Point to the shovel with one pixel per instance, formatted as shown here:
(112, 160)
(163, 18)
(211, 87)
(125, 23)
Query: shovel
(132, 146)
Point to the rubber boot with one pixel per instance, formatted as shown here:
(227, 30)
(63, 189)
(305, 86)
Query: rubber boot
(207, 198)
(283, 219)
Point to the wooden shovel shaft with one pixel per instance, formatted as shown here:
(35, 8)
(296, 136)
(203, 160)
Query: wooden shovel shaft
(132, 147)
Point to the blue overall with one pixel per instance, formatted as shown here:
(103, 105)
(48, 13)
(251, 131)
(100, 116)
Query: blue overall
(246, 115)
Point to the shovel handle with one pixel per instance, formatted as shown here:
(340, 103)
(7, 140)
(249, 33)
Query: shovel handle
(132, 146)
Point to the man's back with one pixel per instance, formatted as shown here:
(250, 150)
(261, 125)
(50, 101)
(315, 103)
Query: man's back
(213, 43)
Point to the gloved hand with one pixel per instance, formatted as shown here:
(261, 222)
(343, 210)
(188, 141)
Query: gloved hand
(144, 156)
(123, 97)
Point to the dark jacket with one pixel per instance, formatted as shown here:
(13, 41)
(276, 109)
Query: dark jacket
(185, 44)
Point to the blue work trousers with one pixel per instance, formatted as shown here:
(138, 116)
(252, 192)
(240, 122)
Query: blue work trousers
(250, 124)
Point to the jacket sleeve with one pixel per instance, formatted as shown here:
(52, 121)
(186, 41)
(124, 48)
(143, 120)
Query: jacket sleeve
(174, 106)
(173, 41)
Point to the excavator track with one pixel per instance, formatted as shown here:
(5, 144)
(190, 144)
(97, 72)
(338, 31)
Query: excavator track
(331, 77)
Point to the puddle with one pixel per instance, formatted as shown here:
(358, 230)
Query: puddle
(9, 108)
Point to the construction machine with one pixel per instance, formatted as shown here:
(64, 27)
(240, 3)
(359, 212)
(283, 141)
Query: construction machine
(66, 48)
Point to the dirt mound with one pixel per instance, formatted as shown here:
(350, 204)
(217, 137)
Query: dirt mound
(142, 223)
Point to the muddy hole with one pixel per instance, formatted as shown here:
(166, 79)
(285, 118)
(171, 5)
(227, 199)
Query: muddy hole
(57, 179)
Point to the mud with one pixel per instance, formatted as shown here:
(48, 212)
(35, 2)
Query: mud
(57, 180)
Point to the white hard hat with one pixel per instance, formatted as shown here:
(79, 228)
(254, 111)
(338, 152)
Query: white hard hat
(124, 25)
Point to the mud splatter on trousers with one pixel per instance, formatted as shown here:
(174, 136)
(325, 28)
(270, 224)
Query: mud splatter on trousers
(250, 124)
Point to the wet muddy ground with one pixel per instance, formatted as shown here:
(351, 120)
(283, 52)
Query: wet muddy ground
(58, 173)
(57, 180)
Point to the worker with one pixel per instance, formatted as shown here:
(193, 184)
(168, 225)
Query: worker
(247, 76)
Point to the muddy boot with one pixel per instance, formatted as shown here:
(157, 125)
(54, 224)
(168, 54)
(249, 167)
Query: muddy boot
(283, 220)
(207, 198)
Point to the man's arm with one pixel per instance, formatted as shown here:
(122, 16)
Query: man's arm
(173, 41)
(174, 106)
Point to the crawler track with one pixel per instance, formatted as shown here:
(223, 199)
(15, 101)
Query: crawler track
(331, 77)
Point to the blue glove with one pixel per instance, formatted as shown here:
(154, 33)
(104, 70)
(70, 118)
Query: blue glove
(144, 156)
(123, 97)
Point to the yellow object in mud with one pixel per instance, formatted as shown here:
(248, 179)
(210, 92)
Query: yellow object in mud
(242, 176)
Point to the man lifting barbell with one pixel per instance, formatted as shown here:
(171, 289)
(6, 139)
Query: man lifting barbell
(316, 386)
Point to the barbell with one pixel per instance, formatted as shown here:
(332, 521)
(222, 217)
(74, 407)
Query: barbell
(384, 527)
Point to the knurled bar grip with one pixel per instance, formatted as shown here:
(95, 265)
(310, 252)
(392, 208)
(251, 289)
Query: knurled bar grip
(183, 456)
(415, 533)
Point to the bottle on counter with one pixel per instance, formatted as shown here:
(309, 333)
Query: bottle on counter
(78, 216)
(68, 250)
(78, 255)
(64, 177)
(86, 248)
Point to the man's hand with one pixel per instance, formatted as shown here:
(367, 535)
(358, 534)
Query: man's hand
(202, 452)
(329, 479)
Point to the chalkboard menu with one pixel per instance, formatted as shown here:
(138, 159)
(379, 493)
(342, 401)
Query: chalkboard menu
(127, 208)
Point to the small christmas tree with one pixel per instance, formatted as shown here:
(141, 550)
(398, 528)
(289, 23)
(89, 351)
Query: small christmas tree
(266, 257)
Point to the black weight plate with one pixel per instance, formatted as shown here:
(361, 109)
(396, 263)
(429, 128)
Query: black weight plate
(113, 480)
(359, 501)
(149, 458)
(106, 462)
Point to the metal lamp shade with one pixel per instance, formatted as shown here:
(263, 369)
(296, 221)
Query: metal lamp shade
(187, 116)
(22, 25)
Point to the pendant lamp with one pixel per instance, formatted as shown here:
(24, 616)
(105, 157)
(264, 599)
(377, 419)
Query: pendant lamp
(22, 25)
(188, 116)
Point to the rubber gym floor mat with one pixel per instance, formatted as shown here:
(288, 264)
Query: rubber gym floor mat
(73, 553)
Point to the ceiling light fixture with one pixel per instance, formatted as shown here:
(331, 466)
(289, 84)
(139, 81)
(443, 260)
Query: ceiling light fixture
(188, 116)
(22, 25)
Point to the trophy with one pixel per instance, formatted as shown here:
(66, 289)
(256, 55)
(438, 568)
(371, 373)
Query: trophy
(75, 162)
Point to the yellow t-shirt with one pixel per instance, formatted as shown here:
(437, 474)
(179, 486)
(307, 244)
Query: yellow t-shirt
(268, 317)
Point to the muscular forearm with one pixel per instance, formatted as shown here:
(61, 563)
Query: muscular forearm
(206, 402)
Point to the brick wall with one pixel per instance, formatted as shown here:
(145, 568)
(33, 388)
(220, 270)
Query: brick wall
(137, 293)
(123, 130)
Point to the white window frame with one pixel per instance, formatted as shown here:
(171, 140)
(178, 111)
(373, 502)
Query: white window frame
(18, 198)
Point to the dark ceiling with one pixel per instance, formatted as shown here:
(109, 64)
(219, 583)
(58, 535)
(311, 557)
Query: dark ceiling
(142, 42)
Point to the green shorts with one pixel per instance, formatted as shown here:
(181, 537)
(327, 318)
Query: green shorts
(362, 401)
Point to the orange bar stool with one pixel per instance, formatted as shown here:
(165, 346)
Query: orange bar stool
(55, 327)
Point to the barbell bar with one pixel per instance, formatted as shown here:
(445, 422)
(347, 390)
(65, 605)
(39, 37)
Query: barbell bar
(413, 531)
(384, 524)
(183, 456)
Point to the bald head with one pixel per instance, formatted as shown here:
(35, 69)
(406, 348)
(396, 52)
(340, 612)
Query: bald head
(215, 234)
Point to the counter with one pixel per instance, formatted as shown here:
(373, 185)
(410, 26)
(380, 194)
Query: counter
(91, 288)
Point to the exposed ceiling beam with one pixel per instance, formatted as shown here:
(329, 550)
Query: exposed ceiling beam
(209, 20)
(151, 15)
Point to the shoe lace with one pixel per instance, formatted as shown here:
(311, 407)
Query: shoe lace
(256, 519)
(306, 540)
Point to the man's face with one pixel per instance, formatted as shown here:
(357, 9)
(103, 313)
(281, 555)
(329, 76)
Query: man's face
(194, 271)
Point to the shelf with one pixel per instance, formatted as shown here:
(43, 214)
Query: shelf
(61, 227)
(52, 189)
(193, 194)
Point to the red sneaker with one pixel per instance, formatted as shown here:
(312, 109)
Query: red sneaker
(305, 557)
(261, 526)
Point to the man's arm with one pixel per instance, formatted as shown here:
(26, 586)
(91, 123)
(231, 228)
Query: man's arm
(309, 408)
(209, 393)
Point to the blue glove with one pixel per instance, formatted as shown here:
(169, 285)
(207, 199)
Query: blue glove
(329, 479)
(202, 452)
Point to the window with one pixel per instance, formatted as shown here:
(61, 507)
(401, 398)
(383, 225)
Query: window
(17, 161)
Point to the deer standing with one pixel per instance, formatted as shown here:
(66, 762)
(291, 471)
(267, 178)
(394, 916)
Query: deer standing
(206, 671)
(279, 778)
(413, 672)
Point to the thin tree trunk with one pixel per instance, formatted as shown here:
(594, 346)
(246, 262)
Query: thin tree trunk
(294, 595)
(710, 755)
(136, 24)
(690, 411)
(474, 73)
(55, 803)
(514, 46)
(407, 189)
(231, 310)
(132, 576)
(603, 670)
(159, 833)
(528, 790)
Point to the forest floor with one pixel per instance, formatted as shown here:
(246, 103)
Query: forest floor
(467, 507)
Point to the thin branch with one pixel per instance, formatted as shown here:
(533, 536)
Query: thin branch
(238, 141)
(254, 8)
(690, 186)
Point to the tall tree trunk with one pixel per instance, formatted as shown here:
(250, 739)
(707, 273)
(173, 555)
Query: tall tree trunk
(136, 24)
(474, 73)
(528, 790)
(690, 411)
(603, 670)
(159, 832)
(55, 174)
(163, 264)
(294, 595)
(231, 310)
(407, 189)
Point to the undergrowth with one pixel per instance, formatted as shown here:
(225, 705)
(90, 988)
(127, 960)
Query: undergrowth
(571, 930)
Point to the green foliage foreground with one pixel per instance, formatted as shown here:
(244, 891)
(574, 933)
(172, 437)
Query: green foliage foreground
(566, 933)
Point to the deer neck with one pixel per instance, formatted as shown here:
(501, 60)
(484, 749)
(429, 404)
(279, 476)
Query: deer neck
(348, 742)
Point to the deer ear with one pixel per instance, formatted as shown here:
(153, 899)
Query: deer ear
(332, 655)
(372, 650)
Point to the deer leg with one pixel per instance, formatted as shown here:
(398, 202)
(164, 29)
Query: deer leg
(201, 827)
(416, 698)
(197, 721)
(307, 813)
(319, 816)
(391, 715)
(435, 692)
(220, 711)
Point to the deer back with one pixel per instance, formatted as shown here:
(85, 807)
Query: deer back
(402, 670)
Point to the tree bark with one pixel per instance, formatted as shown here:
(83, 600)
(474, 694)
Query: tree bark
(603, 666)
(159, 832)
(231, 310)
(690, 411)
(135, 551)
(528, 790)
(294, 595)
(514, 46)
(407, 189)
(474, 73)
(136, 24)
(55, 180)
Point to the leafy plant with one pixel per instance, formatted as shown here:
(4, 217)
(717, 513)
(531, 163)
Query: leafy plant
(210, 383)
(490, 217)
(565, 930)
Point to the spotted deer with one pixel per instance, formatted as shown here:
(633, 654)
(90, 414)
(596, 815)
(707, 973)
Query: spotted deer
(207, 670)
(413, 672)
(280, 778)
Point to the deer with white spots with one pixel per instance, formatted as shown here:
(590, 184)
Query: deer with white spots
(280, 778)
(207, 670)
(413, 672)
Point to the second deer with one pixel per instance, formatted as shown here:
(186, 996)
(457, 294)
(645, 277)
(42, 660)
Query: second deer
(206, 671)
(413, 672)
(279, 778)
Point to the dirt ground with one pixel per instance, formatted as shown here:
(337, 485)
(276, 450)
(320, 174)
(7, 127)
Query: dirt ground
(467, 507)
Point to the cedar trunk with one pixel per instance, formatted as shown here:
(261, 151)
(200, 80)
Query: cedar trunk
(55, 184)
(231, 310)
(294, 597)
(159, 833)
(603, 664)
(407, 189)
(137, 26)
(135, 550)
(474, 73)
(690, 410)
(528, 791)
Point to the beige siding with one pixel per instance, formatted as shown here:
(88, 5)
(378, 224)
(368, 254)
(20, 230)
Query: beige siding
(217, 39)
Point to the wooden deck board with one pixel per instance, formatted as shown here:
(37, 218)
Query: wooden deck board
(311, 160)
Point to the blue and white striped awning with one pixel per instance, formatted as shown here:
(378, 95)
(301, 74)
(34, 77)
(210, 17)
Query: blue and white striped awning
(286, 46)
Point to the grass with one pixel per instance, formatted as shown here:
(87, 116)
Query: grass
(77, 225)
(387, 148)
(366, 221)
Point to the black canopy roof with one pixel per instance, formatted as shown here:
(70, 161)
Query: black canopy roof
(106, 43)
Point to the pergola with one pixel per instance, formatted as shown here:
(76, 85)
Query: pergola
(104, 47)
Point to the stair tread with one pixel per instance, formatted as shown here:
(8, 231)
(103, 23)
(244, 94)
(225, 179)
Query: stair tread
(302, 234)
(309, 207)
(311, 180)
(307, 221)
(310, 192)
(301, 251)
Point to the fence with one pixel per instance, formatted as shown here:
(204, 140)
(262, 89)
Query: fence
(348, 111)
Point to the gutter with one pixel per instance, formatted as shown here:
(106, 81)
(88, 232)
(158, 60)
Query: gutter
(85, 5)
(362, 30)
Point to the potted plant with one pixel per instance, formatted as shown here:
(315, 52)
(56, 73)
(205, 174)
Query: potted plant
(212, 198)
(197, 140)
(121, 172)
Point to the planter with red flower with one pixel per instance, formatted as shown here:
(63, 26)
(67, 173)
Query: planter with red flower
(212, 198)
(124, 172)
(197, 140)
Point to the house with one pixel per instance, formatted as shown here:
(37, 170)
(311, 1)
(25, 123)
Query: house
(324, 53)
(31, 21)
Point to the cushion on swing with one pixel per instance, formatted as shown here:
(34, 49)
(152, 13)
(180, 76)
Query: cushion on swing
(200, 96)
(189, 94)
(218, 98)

::::::::

**PROBLEM REQUIREMENTS**
Output the line holding "Query: black canopy roof", then every later line through the end of the records above, exactly as given and nothing else.

**RESPONSE TO THE EXERCISE**
Query: black canopy roof
(106, 43)
Point to the pergola with one pixel per instance, formatted as shown here:
(76, 85)
Query: pergola
(104, 47)
Point to the stair tread with one pixel per instance, formatted as shown here:
(8, 231)
(103, 23)
(244, 94)
(225, 179)
Query: stair tread
(302, 234)
(309, 207)
(311, 180)
(307, 221)
(310, 192)
(301, 251)
Point to the fence with one pixel per instance, formatted as shown here:
(204, 140)
(262, 89)
Query: fence
(348, 111)
Point to the gutter with one pixel per instance, formatted as shown here:
(106, 81)
(88, 232)
(158, 60)
Query: gutter
(85, 5)
(362, 30)
Point to the potted plant with one pixel per instance, formatted as shown here:
(315, 52)
(56, 73)
(205, 174)
Query: potted plant
(212, 198)
(197, 140)
(121, 172)
Point to the planter with red flower with one pixel per instance, formatted as shown here:
(63, 26)
(67, 173)
Query: planter with red flower
(212, 198)
(124, 172)
(197, 140)
Point to the house with one pixel per instance, formatted as shown here:
(37, 170)
(311, 1)
(25, 123)
Query: house
(324, 53)
(31, 21)
Point to the cushion on swing with one pixel per instance, formatted as shown here:
(34, 49)
(152, 13)
(180, 76)
Query: cushion on swing
(200, 96)
(189, 94)
(218, 98)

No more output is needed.